◆ TASK PROMPT ◆
Your task is to find every line in the records that holds the string "grass" and copy it.
----- RECORDS FOR THE TASK -----
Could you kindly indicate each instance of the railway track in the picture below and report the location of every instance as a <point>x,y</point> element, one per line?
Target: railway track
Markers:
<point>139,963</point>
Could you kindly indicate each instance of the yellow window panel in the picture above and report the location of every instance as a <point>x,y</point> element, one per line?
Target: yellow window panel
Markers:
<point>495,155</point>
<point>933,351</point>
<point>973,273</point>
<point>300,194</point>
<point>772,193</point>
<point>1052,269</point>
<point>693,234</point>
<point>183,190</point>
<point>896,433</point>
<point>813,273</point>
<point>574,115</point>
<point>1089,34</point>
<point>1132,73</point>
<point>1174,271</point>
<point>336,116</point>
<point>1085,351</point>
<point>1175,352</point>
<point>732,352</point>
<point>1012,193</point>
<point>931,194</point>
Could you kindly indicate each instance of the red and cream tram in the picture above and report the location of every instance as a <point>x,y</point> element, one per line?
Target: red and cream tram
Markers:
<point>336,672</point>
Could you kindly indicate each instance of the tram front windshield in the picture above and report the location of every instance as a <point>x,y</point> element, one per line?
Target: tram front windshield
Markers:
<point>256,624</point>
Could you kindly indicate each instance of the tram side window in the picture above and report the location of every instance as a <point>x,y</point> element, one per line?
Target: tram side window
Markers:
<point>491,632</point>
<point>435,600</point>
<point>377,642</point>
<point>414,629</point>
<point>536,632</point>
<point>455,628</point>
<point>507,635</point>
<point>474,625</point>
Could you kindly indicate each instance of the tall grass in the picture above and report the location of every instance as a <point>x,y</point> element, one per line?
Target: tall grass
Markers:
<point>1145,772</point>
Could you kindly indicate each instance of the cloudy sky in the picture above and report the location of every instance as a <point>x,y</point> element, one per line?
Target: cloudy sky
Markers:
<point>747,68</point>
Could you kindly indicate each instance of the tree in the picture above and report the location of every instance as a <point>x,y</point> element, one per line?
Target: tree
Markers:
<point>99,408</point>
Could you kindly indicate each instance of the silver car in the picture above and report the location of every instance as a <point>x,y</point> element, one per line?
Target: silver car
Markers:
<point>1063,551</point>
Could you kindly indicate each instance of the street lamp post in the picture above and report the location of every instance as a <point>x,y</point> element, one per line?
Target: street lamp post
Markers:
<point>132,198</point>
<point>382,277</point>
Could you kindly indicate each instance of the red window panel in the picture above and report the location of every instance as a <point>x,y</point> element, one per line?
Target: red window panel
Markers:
-----
◆ ANSWER BELOW ◆
Could you kindly indicate each instance of the tall grass in the picture above and report the location of every instance as a <point>x,y</point> element, one per line?
Target: tall grass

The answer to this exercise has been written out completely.